◆ **Work required**:
Copy every row below word for word, keeping each character and line break unchanged.

## Begin Given data

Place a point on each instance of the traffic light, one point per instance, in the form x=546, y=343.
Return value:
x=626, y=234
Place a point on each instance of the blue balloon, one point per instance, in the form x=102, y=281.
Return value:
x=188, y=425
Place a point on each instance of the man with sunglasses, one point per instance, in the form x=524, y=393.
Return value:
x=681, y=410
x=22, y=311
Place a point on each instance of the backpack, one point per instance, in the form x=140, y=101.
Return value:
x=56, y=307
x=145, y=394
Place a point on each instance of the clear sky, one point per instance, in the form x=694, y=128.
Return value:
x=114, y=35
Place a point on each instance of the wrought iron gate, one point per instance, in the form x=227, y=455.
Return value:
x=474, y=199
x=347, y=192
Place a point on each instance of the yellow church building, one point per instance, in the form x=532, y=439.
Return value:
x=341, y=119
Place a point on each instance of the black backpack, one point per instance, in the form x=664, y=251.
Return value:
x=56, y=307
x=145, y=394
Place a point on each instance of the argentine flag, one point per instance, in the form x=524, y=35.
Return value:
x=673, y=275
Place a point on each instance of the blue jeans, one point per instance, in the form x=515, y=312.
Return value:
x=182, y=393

## End Given data

◆ **Result of the exercise**:
Place a point on each instance of the traffic light, one point per instance, in the form x=546, y=343.
Return value:
x=626, y=234
Place a point on each instance of the blue balloon, one point per instance, in the form x=102, y=281.
Return value:
x=188, y=425
Place a point on each instance of the man with sunglasses, one point per instance, in the form x=524, y=393.
Return value:
x=681, y=410
x=22, y=311
Place a point on each instance of the backpack, one point per instance, in the form x=140, y=101.
Return value:
x=56, y=307
x=145, y=394
Place a point on each instance of the clear sky, one point per instance, in the form x=694, y=128.
Return value:
x=114, y=35
Place a point on each instance of the wrought iron gate, one point per instance, in the form x=227, y=455.
Return value:
x=474, y=199
x=347, y=192
Place a point on each instance of the yellow church building, one point per instance, in the form x=532, y=439.
Return value:
x=341, y=119
Place a point on each instance of the black backpack, one point per instance, in the form x=664, y=251.
Return value:
x=56, y=307
x=145, y=394
Place a point on each instance of the argentine flag, one point per instance, in the form x=524, y=35.
Return value:
x=673, y=275
Place a point on each instance of the blue jeans, one point per instance, in the form x=515, y=312.
Return value:
x=182, y=393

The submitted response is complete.